● **Written instruction**:
The output should consist solely of the line containing "In this photo, where can the front windshield" and the lines that follow it through the end of the data below.

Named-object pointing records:
[START]
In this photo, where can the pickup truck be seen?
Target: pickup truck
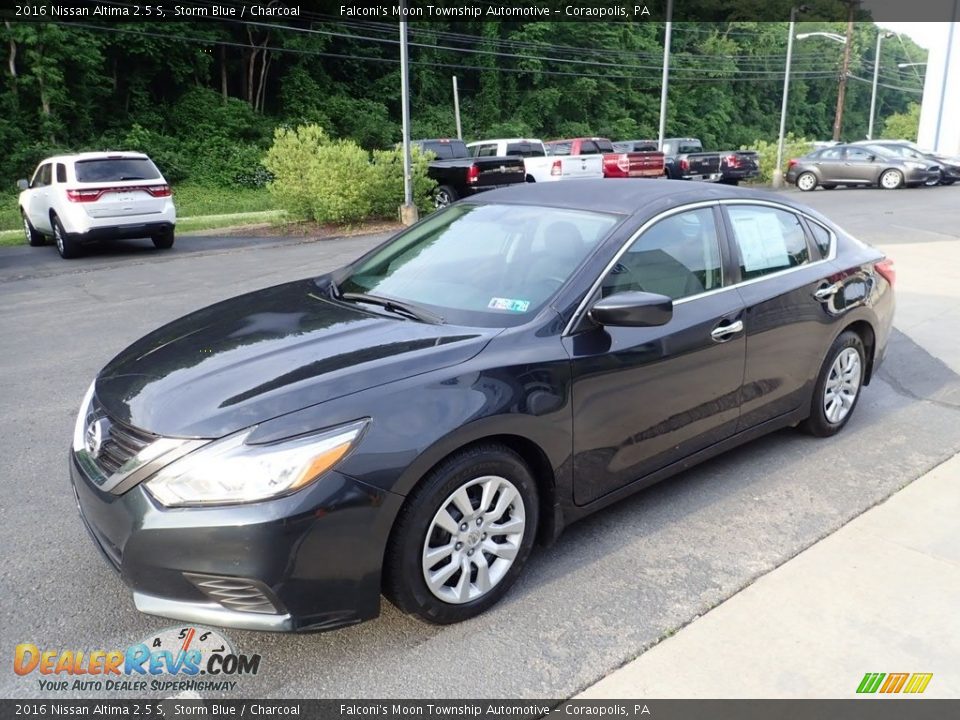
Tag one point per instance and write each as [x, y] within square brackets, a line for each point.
[539, 167]
[685, 159]
[458, 175]
[615, 164]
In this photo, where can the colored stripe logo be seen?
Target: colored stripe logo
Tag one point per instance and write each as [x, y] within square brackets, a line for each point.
[888, 683]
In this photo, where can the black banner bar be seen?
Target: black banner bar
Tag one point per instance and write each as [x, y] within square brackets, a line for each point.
[866, 708]
[426, 11]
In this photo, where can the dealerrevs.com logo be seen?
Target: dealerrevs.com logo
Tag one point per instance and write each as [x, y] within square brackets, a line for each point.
[172, 660]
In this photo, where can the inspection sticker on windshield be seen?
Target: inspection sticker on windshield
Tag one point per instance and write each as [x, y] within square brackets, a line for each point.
[508, 304]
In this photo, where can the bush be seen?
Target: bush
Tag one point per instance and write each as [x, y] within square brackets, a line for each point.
[334, 181]
[903, 126]
[793, 147]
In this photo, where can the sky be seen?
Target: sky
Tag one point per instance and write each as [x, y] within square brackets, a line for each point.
[926, 35]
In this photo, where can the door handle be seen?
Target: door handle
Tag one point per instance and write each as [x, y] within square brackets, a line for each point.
[723, 332]
[825, 293]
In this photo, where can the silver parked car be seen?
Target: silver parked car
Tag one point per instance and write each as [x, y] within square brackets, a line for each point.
[858, 165]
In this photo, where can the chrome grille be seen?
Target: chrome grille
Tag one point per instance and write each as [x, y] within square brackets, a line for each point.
[120, 442]
[235, 593]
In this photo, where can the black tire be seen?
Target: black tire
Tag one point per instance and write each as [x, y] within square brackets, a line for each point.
[443, 196]
[804, 185]
[164, 240]
[818, 424]
[890, 172]
[34, 238]
[403, 574]
[67, 246]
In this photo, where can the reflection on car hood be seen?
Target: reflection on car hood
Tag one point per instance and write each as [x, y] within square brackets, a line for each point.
[267, 353]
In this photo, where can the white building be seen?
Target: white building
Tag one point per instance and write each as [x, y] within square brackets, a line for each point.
[940, 111]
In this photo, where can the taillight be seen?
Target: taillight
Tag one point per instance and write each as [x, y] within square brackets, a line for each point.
[159, 190]
[84, 195]
[886, 268]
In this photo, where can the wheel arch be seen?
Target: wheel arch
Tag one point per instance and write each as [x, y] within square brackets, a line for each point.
[868, 337]
[532, 454]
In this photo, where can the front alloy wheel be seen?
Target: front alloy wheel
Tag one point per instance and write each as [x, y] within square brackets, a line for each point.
[473, 539]
[891, 180]
[463, 535]
[807, 182]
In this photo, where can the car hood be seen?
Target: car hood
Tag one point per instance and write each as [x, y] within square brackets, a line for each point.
[265, 354]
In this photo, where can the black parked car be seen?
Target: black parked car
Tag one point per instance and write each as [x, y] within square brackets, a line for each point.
[458, 174]
[852, 165]
[949, 166]
[413, 423]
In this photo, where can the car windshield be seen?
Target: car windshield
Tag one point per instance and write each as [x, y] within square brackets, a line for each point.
[116, 170]
[482, 265]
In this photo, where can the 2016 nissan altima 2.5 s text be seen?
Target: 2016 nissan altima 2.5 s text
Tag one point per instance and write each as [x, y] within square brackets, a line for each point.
[414, 423]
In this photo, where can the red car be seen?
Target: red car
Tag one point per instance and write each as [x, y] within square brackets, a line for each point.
[648, 163]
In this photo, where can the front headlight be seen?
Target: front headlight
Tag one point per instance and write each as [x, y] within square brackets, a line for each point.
[228, 471]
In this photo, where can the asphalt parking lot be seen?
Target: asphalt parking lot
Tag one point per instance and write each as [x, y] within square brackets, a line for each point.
[610, 588]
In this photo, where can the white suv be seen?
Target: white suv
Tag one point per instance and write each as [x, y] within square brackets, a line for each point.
[77, 199]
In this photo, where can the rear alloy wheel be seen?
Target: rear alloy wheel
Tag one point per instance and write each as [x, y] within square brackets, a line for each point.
[838, 386]
[891, 180]
[34, 238]
[463, 536]
[445, 195]
[66, 245]
[164, 240]
[807, 182]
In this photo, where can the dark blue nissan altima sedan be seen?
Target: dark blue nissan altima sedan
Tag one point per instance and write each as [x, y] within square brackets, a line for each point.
[414, 423]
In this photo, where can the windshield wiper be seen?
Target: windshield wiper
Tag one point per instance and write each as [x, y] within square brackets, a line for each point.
[417, 313]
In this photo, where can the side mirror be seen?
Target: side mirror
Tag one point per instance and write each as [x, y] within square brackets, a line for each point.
[632, 309]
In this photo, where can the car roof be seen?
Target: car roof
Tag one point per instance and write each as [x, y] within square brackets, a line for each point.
[506, 140]
[622, 196]
[99, 155]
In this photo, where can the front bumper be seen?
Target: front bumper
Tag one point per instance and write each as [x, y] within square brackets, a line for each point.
[316, 555]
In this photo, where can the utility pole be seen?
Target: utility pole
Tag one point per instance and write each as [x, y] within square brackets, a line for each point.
[408, 211]
[791, 28]
[842, 89]
[456, 107]
[666, 74]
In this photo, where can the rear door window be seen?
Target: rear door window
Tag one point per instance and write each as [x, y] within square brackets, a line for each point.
[524, 149]
[767, 240]
[41, 178]
[116, 170]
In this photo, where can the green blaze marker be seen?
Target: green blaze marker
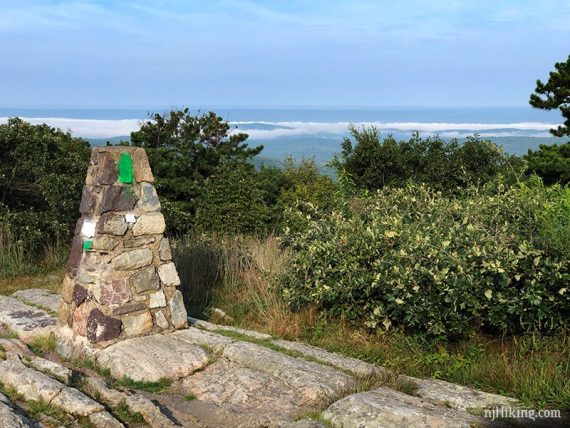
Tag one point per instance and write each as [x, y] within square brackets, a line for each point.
[126, 168]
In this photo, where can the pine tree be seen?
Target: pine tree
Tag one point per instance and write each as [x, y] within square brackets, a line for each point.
[555, 94]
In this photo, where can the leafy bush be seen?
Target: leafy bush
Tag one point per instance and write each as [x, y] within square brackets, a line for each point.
[184, 150]
[231, 202]
[428, 263]
[42, 170]
[306, 191]
[442, 165]
[551, 162]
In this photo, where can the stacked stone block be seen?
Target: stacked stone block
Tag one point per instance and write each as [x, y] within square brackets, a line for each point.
[121, 281]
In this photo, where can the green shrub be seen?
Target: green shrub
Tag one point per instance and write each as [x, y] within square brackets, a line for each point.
[306, 191]
[231, 202]
[429, 263]
[185, 151]
[42, 170]
[446, 166]
[551, 162]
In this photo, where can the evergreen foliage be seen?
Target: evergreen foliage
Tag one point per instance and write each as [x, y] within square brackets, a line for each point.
[42, 170]
[555, 94]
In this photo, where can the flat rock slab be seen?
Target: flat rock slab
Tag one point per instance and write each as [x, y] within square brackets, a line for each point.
[245, 391]
[358, 367]
[304, 423]
[213, 327]
[313, 381]
[26, 321]
[36, 386]
[385, 408]
[9, 417]
[458, 396]
[152, 358]
[39, 297]
[195, 336]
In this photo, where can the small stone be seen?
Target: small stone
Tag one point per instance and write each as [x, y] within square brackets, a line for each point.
[141, 166]
[87, 201]
[112, 224]
[107, 172]
[117, 198]
[164, 250]
[112, 292]
[88, 228]
[101, 328]
[161, 321]
[145, 280]
[138, 242]
[168, 274]
[104, 243]
[79, 294]
[157, 300]
[135, 325]
[80, 317]
[149, 199]
[149, 224]
[130, 307]
[178, 315]
[133, 259]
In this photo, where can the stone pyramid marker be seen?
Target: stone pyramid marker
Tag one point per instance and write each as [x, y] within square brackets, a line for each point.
[120, 281]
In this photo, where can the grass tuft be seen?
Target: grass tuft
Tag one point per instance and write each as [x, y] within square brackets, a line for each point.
[41, 345]
[532, 368]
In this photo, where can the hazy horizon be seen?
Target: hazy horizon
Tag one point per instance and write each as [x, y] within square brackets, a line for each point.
[266, 54]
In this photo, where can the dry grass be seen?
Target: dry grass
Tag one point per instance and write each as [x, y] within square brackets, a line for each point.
[16, 263]
[532, 368]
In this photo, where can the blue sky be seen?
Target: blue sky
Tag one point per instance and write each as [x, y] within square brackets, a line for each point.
[301, 53]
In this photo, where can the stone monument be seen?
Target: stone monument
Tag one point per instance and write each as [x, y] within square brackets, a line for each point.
[120, 281]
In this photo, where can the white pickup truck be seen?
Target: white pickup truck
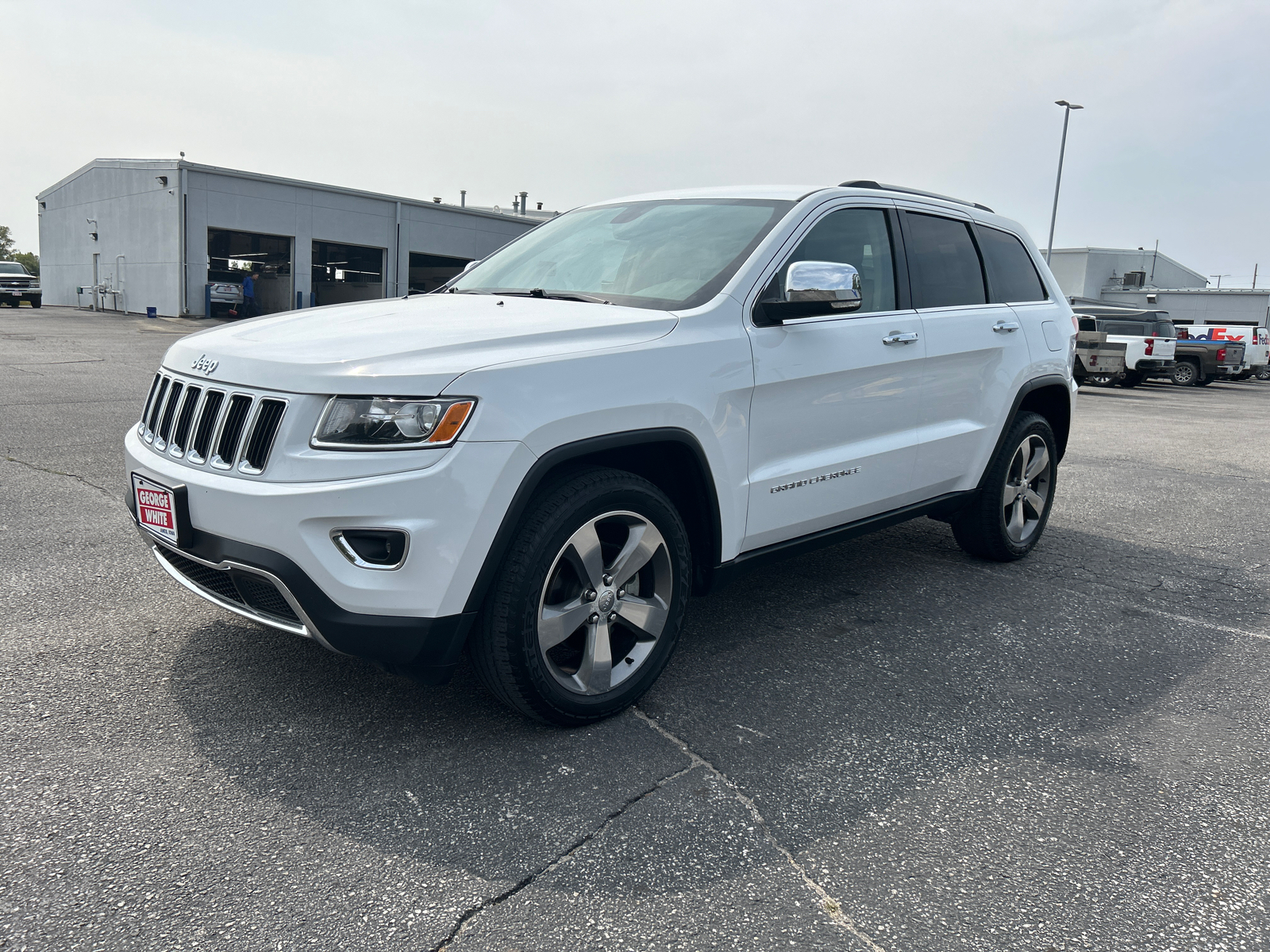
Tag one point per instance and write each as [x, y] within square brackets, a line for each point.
[1149, 344]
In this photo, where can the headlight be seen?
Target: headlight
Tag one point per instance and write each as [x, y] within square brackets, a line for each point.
[391, 423]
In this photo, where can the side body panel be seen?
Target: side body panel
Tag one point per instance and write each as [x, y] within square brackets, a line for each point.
[696, 378]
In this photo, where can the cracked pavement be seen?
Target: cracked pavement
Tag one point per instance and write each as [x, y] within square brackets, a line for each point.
[879, 746]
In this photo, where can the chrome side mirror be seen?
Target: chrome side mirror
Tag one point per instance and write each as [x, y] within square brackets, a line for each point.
[813, 290]
[825, 281]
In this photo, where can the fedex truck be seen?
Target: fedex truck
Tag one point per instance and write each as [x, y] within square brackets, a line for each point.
[1255, 340]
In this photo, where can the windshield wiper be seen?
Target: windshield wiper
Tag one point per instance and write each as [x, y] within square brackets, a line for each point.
[569, 296]
[549, 296]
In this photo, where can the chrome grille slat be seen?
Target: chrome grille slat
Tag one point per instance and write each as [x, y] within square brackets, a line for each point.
[169, 412]
[200, 424]
[229, 438]
[145, 410]
[194, 395]
[160, 397]
[260, 433]
[214, 403]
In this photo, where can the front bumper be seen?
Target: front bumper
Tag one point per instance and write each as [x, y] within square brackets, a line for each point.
[271, 589]
[279, 532]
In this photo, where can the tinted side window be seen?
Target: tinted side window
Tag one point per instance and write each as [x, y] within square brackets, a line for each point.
[1127, 328]
[855, 236]
[1010, 268]
[944, 266]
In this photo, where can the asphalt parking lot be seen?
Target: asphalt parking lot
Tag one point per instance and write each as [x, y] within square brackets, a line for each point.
[879, 746]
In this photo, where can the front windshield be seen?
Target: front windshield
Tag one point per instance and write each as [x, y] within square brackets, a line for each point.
[662, 254]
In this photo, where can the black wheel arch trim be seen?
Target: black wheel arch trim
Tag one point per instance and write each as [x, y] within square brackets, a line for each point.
[591, 446]
[1049, 380]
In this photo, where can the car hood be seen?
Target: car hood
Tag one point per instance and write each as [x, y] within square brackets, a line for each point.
[399, 347]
[END]
● **Result of the exercise**:
In this photo, where can the front windshield be seen?
Target: front windshield
Tag one point per instance and write each as [x, y] within square brackets, a line for each point.
[662, 254]
In this photo, where can the black wheel arch trim be seen?
Target: black wheel arch trim
Tag one point per instance and write each as [x, y] within square brackets, a line for each point.
[591, 446]
[1049, 380]
In this photo, where can the car hood be seen?
Target: car hood
Tag one point per instance and write each as [x, y] within square brackets, a line for each point.
[399, 347]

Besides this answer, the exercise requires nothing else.